▸ **TEXT PASSAGE**
Laughter
Did you notice on that Dave Barry Substack article I discussed yesterday that on the map of Florida he likens to the male reproductive system, he had labeled the body of water below it the “Gulf of Canada,” and also put a note underneath the map that said, “Source: Harvard University School of Medicine and Geography.” So funny. I hadn’t noticed the labels on my first go-round.
Also, for those interested in Barry’s history, please see this. Apparently, Barry has been writing these Substack pieces since January. I read quite a few of them last night and laughed and laughed.
Also, that piece I just linked starts like this:
When people hear that I’m starting a Substack, the question they always ask is: “Dave Barry? Isn’t he dead?”
I’m delighted to report that the answer is: Not yet! I’m still alive, and along with an estimated 85 percent of the Earth’s population, I have a Substack, which I invite you to subscribe to.
This other piece of Barry’s tapped into something that has long bothered me – secretly, because I thought it was just me. But I”m happy to see I’m not the only one who has the difficulty he describes, although I may be an extreme case. As a nightowl, many times when I’ve been in a hotel, I’ve gone to take a shower in the wee hours of the morning and spent at least an hour trying to figure the thing out before I’ve either given up or reluctantly woken my sleeping companion to help crack the code. My husband used to be very very good at that, but perhaps it’s a facility that declines with age. Barry writes:
Hotel shower controls are so complex that they could represent a serious threat to America’s national security, and yet untrained civilians who — we repeat — maybe had a couple of vodkas the night before are expected to somehow know how to operate them. …
Anyway, the good news is that I finally did figure out how to operate that particular hotel shower. Unfortunately, I’ll probably never be in that hotel again, and whatever future hotel showers I encounter will be completely different, thanks to the strict Hotel Shower Manufacturers Official Code of Ethics, which states: “No two hotel showers, even in the same hotel, shall have the same controls.” They’re working on a new wrinkle where the shower controls in your room will actually control the shower in another guest’s room, and vice versa.
Yes, it’s an exciting time for the hotel-shower industry.

▸ **ACTIVITY 1**
Copy out the part of the Dave Barry post between "Also, for those" and "to subscribe to.", inclusive.
▸ **ACTIVITY 2**
In the Dave Barry post, what name did Barry give the body of water below Florida on his map?
▸ **ACTIVITY 3**
Continue the Dave Barry post from the point where it stops.
You won't need the listing for any of this.

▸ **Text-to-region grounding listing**
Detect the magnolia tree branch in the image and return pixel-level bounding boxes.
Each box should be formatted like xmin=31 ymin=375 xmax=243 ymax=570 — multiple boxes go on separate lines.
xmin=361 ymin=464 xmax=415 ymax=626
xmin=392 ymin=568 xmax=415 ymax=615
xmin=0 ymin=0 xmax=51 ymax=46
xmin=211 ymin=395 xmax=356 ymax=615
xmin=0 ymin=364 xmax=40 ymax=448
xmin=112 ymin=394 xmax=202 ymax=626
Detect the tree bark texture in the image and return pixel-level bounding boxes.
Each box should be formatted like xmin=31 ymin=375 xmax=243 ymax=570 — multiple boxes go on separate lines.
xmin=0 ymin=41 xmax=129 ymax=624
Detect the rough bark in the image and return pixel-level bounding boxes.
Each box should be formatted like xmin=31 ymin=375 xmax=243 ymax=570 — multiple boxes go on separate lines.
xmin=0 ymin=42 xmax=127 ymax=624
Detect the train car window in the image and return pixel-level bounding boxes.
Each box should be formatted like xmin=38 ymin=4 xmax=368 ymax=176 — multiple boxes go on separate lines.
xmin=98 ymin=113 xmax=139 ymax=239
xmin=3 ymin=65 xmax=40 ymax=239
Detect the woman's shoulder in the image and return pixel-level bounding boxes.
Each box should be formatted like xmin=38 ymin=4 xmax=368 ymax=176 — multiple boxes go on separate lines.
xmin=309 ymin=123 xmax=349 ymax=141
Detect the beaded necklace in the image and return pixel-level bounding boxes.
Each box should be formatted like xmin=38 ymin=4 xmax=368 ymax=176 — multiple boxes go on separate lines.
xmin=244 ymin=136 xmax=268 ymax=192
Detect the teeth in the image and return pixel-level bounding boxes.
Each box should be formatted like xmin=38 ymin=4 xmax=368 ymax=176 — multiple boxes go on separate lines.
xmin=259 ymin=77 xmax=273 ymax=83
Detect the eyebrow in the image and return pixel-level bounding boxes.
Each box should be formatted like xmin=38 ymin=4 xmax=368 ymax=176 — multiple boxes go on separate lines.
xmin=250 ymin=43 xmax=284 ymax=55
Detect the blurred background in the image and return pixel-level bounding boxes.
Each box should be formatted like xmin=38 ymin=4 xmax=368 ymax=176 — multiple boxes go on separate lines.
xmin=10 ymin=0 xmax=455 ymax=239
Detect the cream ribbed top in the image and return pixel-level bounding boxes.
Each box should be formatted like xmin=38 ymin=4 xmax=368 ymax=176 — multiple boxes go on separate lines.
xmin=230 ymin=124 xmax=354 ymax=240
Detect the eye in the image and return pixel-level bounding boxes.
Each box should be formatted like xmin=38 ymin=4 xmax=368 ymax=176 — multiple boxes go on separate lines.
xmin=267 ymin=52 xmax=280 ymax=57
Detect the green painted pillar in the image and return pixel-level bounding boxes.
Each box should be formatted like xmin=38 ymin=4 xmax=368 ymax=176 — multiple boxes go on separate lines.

▸ **EXERCISE ANSWER 1**
Also, for those interested in Barry’s history, please see this. Apparently, Barry has been writing these Substack pieces since January. I read quite a few of them last night and laughed and laughed.
Also, that piece I just linked starts like this:
When people hear that I’m starting a Substack, the question they always ask is: “Dave Barry? Isn’t he dead?”
I’m delighted to report that the answer is: Not yet! I’m still alive, and along with an estimated 85 percent of the Earth’s population, I have a Substack, which I invite you to subscribe to.

▸ **EXERCISE ANSWER 2**
The "Gulf of Canada."

▸ **EXERCISE ANSWER 3**
I didn’t realize I’d missed Dave Barry, but apparently I did. I’m glad he’s back. We need humor these days, perhaps more than ever.
Speaking of humor, the other day I was describing to a friend the time Gerard and I ate at this restaurant near the beautiful Columbia River Gorge. The restaurant is now defunct, so I won’t be sued for libel (I don’t think) for what I’m about to write, but despite glowing reviews I can say it was probably the worst meal I’ve ever been served in a restaurant. Both Gerard and I ordered the specialty and we had high hopes:
The general rule is the smart diner never went wrong ordering the specialty of the house. And the rule holds true here, with the original chicken ‘n dumplins ($14.50). Enough food to feed two (or one, today and tomorrow), the meal starts with your choice of soup or salad and includes chicken, dumplings and green beans. The vegetables are forgettable, but the chicken is a feast of skinless dark and white meat stewed until fork-tender; the two enormous dumplings, each larger than our fist, are shot through with rich chicken flavor; and the chicken gravy, thanks to its secret ingredient, is pure umami.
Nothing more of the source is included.